Stored data entries:
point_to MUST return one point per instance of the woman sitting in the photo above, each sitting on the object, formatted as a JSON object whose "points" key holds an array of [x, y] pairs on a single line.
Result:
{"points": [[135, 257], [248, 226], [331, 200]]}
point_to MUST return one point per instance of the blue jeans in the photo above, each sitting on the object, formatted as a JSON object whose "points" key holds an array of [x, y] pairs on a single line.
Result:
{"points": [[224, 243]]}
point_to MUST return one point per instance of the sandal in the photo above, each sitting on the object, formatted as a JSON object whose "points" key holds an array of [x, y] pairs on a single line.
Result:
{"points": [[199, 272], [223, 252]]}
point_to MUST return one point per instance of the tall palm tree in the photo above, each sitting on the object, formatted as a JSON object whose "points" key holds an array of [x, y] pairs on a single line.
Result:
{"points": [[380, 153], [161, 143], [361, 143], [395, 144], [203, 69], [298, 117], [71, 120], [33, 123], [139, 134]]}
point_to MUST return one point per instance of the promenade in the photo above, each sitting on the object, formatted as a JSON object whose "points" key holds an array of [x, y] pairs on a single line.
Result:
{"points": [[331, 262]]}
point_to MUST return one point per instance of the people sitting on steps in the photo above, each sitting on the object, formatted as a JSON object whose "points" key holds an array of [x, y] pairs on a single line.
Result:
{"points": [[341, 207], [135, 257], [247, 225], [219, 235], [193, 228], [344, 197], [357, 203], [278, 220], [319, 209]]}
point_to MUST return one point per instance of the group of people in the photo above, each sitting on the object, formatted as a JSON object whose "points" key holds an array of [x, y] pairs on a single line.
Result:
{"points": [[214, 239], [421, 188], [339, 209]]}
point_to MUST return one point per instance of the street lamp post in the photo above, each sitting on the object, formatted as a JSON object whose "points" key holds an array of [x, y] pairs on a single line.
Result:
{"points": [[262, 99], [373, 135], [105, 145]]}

• [TASK TO CARRY OUT] Please copy out all of the records above word for word, changing nothing.

• [WRITTEN RESPONSE]
point_to MUST return one point per instance of the woman sitting in the photo above, each sitting on the object, formatted as a JSON object whose "points" key holds an array of [x, y] pairs on a single line.
Result:
{"points": [[135, 257], [248, 226], [331, 200]]}
point_to MUST return one point per instance of the blue jeans in the photo above, each sitting on the object, formatted as a JSON object whose "points" key holds an array of [x, y] pairs on a single line.
Result:
{"points": [[224, 243]]}
point_to MUST return one point per instance of the sandal in the photo above, each sitting on the object, formatted as a JSON object whose "points" key holds an array of [x, y] pairs on a single line.
Result:
{"points": [[199, 272], [223, 252]]}
point_to MUST return one point per instance of the tall palm tree in the photo above, each sitting on the object, formatted as a JSON object whose "points" key holds an array of [x, y] pairs on a single line.
Result:
{"points": [[380, 153], [161, 143], [361, 143], [395, 144], [203, 69], [298, 117], [71, 120], [33, 123], [139, 134]]}
point_to MUST return one point per instance of the promenade in the photo above, each sitting on the object, formatted as a JSON object whose "points" key holds an array of [x, y] pairs on a single line.
Result:
{"points": [[331, 262]]}
point_to MUST return one point per instance of the people sitting on steps in the photo above, each sitting on the object, formatted as a JSON object whose "points" key holds an array of [x, y] pairs on a single line.
Result:
{"points": [[341, 207], [135, 257], [247, 225], [219, 235], [193, 228], [344, 197], [357, 203], [278, 220], [319, 209]]}
point_to MUST return one point per instance of the group of people in the photo above, each sitting on the object, formatted as a JSON object whose "points" key holds an array of [x, y] pairs on a single line.
Result:
{"points": [[214, 239], [421, 188], [339, 209]]}
point_to MUST return one point per instance of the street lamp post in the photo above, each sitting on the object, formatted as a JSON object whose "points" key holds an array of [x, y] pairs on a single line.
Result:
{"points": [[262, 99], [373, 135], [105, 145]]}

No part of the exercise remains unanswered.